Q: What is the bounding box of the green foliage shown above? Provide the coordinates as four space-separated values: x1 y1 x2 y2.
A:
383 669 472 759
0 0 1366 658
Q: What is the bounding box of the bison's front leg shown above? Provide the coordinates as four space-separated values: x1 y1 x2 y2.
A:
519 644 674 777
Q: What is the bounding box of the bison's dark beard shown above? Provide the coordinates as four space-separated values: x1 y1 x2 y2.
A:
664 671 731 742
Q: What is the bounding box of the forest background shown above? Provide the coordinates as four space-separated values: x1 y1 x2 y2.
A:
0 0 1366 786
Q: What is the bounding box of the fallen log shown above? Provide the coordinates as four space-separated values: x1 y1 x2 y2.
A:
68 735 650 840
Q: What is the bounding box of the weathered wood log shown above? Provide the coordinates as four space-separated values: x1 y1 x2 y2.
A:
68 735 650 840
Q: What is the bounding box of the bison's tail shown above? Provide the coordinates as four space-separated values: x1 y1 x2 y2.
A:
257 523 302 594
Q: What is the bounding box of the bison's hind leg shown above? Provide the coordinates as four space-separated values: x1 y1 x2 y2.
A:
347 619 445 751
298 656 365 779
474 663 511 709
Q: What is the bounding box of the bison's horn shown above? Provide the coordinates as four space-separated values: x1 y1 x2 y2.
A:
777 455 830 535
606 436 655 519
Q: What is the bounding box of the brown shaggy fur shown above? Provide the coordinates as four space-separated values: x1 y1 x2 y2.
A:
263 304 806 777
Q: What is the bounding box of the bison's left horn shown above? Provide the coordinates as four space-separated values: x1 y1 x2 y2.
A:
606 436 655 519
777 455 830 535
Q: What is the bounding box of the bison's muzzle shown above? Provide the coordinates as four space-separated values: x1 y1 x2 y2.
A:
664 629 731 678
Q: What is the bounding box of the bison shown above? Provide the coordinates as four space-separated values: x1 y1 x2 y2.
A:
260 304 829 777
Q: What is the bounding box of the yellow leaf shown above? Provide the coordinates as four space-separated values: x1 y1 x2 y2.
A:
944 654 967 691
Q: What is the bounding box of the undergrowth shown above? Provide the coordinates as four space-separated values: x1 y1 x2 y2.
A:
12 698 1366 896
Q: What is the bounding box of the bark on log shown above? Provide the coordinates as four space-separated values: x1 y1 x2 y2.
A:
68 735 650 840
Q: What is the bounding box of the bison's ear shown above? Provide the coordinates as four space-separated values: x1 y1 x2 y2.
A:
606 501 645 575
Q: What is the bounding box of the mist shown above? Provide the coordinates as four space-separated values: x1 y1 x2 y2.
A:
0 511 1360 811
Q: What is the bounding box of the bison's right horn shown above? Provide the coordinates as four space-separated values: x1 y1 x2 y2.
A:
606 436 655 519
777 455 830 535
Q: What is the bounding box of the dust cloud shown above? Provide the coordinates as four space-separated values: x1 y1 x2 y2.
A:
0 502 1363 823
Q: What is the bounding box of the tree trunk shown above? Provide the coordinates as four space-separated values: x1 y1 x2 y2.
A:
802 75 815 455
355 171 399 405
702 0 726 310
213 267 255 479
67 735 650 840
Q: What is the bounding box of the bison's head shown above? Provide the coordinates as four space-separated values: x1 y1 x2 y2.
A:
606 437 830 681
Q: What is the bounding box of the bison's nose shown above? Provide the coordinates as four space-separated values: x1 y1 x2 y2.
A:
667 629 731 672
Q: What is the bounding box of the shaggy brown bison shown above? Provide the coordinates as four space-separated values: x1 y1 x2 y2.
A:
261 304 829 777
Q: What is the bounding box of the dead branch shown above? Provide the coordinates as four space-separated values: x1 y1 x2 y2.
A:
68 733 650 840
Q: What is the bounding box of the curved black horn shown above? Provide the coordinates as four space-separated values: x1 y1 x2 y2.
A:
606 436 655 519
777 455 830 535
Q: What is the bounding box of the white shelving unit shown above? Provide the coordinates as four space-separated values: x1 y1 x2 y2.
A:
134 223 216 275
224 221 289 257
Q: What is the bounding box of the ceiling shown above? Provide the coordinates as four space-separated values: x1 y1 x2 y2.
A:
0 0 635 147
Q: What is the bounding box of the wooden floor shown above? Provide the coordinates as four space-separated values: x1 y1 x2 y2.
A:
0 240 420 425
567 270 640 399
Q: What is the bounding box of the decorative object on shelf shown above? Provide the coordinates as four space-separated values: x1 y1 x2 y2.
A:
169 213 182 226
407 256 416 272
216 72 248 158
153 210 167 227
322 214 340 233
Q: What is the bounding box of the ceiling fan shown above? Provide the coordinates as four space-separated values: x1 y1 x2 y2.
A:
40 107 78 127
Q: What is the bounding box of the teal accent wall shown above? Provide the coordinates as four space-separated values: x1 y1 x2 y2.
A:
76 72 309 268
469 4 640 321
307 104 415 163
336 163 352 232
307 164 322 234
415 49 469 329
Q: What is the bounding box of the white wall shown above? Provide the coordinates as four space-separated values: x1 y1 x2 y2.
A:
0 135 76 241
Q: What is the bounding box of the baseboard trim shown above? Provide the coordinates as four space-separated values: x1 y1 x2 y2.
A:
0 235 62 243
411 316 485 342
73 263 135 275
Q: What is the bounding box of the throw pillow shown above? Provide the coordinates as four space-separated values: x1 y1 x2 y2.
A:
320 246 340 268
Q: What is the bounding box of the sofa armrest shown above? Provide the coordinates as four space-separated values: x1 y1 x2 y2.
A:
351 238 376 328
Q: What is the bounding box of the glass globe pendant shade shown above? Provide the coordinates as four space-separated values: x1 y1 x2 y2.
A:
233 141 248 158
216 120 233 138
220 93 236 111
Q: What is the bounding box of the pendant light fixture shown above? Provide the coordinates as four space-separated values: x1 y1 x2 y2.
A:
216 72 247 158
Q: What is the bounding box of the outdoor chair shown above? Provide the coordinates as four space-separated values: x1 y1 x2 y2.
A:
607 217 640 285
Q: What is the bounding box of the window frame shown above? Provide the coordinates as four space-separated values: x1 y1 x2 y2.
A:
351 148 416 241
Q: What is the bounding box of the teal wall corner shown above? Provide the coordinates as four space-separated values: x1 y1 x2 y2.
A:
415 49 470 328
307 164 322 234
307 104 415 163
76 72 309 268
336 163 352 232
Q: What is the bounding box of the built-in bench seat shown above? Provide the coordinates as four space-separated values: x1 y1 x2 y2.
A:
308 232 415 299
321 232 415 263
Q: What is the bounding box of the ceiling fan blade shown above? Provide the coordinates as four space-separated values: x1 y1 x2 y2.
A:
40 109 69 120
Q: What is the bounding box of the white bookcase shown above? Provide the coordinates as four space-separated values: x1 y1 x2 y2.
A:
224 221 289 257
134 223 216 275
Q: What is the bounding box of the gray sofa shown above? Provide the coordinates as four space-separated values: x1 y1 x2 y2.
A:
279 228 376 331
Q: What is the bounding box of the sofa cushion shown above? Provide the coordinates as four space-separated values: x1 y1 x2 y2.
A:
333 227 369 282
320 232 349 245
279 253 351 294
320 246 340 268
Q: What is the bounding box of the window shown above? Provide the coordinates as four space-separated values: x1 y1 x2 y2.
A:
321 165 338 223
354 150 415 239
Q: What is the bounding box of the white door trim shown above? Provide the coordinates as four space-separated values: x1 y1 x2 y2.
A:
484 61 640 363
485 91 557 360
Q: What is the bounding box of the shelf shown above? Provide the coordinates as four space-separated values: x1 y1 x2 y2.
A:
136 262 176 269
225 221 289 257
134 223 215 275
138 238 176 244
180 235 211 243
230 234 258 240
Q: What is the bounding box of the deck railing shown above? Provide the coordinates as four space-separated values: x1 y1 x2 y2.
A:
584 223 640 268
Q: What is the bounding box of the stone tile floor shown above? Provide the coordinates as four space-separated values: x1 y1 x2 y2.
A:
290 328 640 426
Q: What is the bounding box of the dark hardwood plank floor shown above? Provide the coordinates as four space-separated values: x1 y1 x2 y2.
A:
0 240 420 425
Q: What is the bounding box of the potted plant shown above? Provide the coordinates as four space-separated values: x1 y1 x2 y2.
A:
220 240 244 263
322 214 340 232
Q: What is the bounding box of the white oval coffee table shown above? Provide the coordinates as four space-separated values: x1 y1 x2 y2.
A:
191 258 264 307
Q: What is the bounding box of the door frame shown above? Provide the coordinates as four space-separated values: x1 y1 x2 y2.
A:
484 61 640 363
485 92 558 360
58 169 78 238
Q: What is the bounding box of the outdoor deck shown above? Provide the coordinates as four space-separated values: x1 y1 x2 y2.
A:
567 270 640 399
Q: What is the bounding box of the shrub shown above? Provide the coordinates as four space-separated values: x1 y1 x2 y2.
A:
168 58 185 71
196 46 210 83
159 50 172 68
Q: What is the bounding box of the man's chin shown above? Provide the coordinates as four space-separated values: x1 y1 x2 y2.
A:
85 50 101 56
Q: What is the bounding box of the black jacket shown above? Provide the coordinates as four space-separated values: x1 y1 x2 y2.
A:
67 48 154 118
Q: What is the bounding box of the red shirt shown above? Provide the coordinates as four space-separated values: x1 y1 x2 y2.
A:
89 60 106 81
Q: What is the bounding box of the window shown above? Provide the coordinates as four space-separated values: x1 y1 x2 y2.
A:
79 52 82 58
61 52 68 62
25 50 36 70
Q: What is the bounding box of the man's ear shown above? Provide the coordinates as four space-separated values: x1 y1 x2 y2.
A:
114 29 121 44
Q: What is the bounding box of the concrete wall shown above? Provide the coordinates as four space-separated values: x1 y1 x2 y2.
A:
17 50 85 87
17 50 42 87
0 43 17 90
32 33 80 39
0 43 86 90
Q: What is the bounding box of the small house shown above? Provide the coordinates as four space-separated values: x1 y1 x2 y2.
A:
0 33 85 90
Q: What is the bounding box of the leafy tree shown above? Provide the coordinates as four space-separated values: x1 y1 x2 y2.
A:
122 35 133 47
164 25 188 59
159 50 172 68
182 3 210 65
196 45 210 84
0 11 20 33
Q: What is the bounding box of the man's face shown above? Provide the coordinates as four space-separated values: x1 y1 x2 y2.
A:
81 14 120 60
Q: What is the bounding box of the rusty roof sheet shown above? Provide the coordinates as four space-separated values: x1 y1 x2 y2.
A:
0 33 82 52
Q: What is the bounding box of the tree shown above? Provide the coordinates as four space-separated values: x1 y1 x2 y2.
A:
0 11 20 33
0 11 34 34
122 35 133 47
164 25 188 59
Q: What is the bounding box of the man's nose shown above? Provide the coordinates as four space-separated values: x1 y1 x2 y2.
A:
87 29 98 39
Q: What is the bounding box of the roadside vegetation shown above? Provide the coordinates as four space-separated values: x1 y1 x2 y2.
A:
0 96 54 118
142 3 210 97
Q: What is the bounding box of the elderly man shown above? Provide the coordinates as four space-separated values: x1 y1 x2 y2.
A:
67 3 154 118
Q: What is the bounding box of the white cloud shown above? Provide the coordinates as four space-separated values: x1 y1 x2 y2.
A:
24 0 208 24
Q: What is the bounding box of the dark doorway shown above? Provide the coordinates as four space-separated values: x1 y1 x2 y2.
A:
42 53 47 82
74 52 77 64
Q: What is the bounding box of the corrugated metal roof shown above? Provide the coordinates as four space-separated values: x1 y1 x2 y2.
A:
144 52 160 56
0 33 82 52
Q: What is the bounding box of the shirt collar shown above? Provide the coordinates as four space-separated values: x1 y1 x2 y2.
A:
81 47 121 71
════════════════
- Stated problem -
Rewrite the lines starting at the one containing "Q: What is the bounding box of the dust" and ending at the one containing "0 135 76 241", swapping "wooden floor" for "hardwood floor" and leaving everything else as it is.

- Answer to this exercise -
Q: What is the bounding box of the dust cloud shown above? Provide the coordinates as four space-separated values: x1 y1 x2 y2.
A:
0 502 1363 823
Q: What is the bounding box of the tree trunk shown above? Provide the coordinates as four space-separated values: x1 y1 x2 y2.
A:
802 75 815 455
355 171 399 405
702 0 726 310
213 267 255 479
67 735 650 840
Q: What is the bounding box of the bison's head shown above? Provide the coordinates as four space-separated values: x1 y1 x2 y2.
A:
606 437 830 681
Q: What is the bounding box of the bison's nose shown above? Provide the coordinates as four space-separated values: x1 y1 x2 y2.
A:
667 629 731 672
Q: What is the bounding box of the shaggy brown bison shown above? Provide the coordinates as four space-separated values: x1 y1 x2 y2.
A:
261 304 829 777
Q: What is the bounding box of the dead branch shown above? Provide the coordinates as four space-separated values: x1 y1 x2 y2.
A:
68 733 650 840
Q: What is the bounding box of the curved black horn shown above? Provide the coordinates as four space-separated values: x1 y1 x2 y2.
A:
606 436 655 519
777 455 830 535
Q: What is the bounding box of the white shelving unit shown above? Provide the coordinates as four space-separated values: x1 y1 x2 y2.
A:
134 223 216 275
224 221 289 257
Q: What is the bounding box of the ceiling shown above? Provide the coordinates as four space-separated values: x1 y1 x2 y2.
A:
0 0 635 147
Q: What is the bounding box of the hardwood floor shown above? Provide the coordinates as four space-separated values: x1 y1 x2 y2.
A:
0 240 420 425
567 270 640 399
Q: What is the bounding box of the decorative object on shelf shown above? Provide the coordinates as four space-separated values: x1 y1 x2 y2.
A:
169 213 182 226
407 256 416 272
216 72 248 158
153 210 167 227
322 214 340 233
Q: What is the bounding box of the ceiling fan shown above? Provide the coordinates as four space-separated values: x1 y1 x2 y2.
A:
40 107 78 127
Q: What is the bounding box of the teal accent wall shown above? Provide the coordinates as four space-separated values: x1 y1 x2 y2.
A:
76 72 309 268
469 4 640 321
307 104 415 163
336 163 352 232
307 164 322 234
415 49 469 329
Q: What is the bounding box of the white wall shown above? Provide the coordinates as four space-separated values: x1 y1 x2 y2.
A:
0 135 76 241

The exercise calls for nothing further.